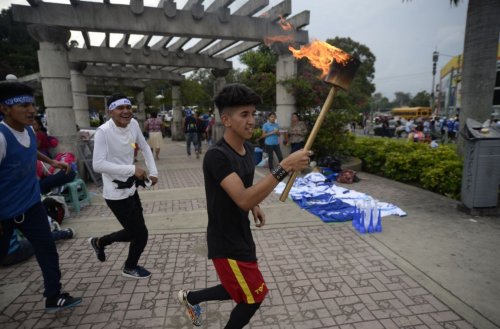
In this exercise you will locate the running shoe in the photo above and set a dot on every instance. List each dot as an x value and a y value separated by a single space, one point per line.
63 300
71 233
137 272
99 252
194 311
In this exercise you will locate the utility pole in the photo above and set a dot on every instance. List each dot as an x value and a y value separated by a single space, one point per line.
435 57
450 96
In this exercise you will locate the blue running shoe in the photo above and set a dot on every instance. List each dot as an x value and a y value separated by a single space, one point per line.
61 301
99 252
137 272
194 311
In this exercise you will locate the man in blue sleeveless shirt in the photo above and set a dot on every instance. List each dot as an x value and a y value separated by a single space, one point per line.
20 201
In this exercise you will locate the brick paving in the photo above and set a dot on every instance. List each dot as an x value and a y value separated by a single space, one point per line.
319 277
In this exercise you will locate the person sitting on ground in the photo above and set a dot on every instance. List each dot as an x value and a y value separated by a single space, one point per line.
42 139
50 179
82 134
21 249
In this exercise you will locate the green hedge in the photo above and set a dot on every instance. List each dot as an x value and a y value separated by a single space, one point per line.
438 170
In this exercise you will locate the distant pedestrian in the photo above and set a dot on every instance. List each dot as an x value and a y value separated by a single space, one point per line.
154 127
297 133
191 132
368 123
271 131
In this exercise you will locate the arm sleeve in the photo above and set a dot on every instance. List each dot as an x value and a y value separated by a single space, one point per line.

(Task statement):
After removing the pictures, transcribe the listing above exactly.

(Reply to the exercise):
In this exercise you will locate the running shoe in the photo above and set a dot on every instance. List each dot as an x value and a y value separated by a single space, one point per line.
63 300
71 233
137 272
99 252
194 311
In this exercise you will locate the utility pole in the photo above and set a dot on every instance. List each dot as an x value and a y value separated by a single space, one point per line.
435 57
450 96
In this exercise you will locate the blue running shoe in the photo above and set a dot on every instance. List each dot as an x value and a y value separated by a single space, one point per line.
61 301
99 252
137 272
194 311
In this exercise you will locate the man in blue sleeveless shirt in the photo above and set a dot on every instance. List each dot as an x value and a y value separated by a single space, one point per line.
20 201
In this exercise you will locate the brick paving in the photo above and set a dot on every instance. List each dot as an x value and a y value separated by a single space, one point per line.
319 277
In this exercise you will locate the person sitting on ground in the photo above and set a dot on every instance. List each dot as an x value and a y value separated by a single space, one point per line.
42 139
50 179
82 134
21 249
In this exercise you will locate the green hedge in the photo above and set a dot on every instance. List each dot as an x value and a y value separated by a single space, one point per line.
438 170
In this exercise you will locate the distant pedestrian in the photo above and set a dot on every instance. List each dot as an x value and a y value separated by a single space, one point per line.
154 127
297 133
191 132
368 123
271 131
In this exercise you will locate the arm sleeve in the photo above and set a dot on every instance. List each dot as an x value and a y value separated by a single space, one point per line.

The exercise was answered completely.